──────── Excerpted records

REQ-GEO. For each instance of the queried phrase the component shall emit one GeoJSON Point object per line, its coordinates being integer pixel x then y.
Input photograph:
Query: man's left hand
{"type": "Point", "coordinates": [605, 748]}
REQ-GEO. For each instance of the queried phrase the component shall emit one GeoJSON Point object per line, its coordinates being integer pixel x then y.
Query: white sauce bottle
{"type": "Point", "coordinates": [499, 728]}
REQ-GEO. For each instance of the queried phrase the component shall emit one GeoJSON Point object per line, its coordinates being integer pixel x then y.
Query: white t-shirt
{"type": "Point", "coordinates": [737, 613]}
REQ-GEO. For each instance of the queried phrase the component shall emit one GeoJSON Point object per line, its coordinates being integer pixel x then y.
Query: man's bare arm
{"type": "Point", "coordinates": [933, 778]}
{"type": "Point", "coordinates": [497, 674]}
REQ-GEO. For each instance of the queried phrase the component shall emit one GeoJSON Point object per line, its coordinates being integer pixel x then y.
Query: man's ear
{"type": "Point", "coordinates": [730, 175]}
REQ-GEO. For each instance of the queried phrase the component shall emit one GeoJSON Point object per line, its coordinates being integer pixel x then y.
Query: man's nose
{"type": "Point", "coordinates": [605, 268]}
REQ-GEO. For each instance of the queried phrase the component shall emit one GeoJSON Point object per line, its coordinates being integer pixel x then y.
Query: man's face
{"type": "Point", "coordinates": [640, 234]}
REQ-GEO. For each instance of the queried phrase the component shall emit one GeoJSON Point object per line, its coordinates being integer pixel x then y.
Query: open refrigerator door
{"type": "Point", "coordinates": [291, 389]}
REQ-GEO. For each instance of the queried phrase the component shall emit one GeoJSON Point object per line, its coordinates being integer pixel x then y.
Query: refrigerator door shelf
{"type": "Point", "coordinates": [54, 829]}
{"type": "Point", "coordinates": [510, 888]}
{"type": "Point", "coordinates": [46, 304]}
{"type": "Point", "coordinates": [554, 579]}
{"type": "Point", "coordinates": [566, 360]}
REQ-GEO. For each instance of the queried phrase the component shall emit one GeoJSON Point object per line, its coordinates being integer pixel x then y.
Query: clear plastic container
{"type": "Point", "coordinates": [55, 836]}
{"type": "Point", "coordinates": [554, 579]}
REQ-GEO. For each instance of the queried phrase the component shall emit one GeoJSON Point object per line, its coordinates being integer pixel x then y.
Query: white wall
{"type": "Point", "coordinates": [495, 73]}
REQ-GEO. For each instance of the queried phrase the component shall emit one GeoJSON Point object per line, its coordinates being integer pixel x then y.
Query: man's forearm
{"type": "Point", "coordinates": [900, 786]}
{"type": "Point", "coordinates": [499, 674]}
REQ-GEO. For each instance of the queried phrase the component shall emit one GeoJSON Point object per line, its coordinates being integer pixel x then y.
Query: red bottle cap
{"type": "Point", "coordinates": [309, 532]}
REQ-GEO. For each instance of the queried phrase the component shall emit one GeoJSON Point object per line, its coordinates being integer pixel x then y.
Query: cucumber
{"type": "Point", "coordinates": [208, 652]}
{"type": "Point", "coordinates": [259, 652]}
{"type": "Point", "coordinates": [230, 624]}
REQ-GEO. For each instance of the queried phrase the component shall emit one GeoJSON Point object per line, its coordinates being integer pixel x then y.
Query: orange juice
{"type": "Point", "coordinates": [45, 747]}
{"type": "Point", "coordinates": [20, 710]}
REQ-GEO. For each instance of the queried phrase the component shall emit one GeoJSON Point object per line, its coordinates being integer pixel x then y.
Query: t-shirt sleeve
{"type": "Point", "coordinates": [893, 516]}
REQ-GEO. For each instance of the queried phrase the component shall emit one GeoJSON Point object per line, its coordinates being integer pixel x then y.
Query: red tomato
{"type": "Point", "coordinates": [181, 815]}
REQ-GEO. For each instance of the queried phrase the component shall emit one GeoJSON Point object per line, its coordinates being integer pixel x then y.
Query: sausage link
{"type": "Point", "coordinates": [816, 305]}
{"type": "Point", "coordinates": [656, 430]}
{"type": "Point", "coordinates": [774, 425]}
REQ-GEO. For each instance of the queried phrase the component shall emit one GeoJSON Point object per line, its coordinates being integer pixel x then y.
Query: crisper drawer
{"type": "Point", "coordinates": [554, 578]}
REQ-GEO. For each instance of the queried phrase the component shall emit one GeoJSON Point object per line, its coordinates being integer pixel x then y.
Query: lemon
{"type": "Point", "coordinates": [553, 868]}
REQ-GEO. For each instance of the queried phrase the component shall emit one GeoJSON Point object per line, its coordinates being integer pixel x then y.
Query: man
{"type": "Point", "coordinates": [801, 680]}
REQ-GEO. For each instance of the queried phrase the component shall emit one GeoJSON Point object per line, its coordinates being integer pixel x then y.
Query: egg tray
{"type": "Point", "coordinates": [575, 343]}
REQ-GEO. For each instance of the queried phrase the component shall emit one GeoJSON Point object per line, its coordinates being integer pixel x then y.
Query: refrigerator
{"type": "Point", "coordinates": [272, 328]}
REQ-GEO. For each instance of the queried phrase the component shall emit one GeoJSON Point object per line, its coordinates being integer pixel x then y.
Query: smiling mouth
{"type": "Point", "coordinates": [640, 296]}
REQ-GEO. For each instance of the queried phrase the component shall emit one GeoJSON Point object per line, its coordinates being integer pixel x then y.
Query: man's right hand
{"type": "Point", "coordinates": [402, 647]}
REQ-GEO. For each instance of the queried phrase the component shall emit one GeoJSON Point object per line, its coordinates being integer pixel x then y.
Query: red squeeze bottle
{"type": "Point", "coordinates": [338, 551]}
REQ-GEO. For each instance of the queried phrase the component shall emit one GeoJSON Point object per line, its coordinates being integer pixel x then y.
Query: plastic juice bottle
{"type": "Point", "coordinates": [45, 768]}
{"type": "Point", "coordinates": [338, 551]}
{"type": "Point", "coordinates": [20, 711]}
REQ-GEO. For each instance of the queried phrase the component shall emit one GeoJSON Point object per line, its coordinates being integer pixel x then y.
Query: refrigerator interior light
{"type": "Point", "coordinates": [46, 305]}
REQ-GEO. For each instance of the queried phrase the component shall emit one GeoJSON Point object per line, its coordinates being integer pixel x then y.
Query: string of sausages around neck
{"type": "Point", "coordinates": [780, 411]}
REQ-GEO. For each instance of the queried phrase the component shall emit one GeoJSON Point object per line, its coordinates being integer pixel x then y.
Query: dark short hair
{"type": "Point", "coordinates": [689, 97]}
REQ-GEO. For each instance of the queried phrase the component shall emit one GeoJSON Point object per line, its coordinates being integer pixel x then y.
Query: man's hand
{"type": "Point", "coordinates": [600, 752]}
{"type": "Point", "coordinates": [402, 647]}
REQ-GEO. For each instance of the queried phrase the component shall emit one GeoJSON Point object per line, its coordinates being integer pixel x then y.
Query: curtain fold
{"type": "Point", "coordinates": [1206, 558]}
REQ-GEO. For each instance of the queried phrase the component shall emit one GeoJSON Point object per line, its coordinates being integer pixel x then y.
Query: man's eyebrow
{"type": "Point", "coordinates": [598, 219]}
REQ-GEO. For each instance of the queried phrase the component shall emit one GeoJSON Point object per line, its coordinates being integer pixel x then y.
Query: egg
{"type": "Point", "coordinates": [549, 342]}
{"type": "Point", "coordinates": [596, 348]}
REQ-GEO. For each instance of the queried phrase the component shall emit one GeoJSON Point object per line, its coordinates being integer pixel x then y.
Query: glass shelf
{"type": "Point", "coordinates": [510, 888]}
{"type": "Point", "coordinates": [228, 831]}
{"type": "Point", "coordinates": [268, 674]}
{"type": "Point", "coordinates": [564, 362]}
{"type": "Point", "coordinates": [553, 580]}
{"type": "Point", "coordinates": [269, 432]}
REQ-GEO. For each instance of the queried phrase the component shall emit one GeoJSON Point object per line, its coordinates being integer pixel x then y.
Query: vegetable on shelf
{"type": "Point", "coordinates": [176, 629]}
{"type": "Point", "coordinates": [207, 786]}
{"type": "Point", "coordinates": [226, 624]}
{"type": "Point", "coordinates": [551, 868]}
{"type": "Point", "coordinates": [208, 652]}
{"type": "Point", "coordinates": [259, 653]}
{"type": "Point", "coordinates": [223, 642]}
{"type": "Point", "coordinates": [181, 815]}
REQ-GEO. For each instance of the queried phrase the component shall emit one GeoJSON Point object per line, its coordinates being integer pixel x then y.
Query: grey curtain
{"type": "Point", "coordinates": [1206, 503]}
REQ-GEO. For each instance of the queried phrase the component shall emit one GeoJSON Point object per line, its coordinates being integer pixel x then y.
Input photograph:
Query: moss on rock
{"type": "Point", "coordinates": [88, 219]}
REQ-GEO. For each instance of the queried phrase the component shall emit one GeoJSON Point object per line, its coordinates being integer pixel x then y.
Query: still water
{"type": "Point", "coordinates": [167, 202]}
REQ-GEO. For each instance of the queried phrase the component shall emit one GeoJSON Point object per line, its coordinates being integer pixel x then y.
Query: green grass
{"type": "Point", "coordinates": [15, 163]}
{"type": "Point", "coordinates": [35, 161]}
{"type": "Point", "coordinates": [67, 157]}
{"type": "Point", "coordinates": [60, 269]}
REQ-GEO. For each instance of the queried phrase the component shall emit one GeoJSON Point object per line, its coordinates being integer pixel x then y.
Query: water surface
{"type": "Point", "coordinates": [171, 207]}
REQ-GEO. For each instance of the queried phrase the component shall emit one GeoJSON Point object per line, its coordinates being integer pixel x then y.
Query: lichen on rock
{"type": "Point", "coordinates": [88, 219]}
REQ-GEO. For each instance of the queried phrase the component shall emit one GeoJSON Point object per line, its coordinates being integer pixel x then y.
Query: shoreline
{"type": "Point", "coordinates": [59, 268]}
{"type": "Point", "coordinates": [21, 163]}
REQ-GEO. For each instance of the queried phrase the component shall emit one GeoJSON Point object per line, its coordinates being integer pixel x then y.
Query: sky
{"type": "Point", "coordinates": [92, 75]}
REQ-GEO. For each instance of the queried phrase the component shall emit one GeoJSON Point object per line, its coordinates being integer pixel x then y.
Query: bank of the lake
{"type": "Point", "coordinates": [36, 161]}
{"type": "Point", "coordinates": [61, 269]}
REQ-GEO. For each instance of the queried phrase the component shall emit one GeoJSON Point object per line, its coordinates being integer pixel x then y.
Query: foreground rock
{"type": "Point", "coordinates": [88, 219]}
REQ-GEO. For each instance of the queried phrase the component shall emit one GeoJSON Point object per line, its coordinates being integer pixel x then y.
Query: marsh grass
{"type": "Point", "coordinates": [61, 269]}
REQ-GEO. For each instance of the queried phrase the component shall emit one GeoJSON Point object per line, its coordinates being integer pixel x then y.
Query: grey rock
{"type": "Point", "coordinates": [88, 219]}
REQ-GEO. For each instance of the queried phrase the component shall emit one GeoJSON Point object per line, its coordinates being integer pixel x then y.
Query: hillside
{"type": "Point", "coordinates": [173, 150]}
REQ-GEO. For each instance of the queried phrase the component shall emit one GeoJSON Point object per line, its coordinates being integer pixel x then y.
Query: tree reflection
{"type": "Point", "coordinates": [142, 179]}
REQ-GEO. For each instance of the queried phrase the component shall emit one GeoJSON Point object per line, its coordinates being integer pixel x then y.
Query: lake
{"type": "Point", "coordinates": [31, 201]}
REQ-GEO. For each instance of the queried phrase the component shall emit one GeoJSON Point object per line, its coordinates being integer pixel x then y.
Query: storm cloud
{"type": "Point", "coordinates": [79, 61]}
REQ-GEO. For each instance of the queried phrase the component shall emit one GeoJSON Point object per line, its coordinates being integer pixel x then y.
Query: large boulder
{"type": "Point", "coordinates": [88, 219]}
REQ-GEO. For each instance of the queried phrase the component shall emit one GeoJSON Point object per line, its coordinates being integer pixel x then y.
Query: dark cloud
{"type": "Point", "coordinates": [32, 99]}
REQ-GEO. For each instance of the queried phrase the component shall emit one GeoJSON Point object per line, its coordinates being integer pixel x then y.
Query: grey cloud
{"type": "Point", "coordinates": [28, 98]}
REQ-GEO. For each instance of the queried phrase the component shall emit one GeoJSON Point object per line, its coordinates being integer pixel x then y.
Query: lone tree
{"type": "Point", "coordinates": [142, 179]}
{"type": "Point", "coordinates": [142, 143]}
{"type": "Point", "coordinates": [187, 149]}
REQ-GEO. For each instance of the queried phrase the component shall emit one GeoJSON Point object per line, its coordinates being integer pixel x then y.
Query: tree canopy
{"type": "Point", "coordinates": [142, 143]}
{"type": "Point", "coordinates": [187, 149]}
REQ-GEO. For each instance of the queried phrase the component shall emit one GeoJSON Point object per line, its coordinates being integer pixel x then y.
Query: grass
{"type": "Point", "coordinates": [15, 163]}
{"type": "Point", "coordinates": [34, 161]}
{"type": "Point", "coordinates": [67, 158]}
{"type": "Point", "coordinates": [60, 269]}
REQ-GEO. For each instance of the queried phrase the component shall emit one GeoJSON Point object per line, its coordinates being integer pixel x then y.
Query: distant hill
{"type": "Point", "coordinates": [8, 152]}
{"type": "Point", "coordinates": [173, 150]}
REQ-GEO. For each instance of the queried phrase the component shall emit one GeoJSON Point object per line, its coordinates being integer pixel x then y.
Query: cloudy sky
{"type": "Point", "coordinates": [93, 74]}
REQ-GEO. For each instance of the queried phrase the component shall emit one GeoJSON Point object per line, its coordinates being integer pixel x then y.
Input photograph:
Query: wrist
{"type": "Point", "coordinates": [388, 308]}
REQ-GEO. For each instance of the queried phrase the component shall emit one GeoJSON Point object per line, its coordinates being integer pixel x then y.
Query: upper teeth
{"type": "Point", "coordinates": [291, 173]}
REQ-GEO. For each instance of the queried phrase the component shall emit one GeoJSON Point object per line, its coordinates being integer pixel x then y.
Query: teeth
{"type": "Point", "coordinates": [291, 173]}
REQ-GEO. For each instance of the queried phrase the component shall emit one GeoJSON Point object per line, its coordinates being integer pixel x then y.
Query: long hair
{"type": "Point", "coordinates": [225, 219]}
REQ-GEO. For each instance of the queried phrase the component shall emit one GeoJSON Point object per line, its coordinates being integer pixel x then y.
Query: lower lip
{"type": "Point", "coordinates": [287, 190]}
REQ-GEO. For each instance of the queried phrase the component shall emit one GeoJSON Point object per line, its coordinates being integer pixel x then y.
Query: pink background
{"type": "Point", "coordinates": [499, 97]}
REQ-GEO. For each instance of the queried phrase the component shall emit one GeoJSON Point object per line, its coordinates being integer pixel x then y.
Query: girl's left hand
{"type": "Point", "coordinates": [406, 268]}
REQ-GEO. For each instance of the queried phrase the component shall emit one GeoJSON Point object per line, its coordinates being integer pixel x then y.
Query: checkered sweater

────────────────

From the data above, pull out each line that contains the word "rock".

Query: moss on rock
Query: lichen on rock
Query: foreground rock
Query: grey rock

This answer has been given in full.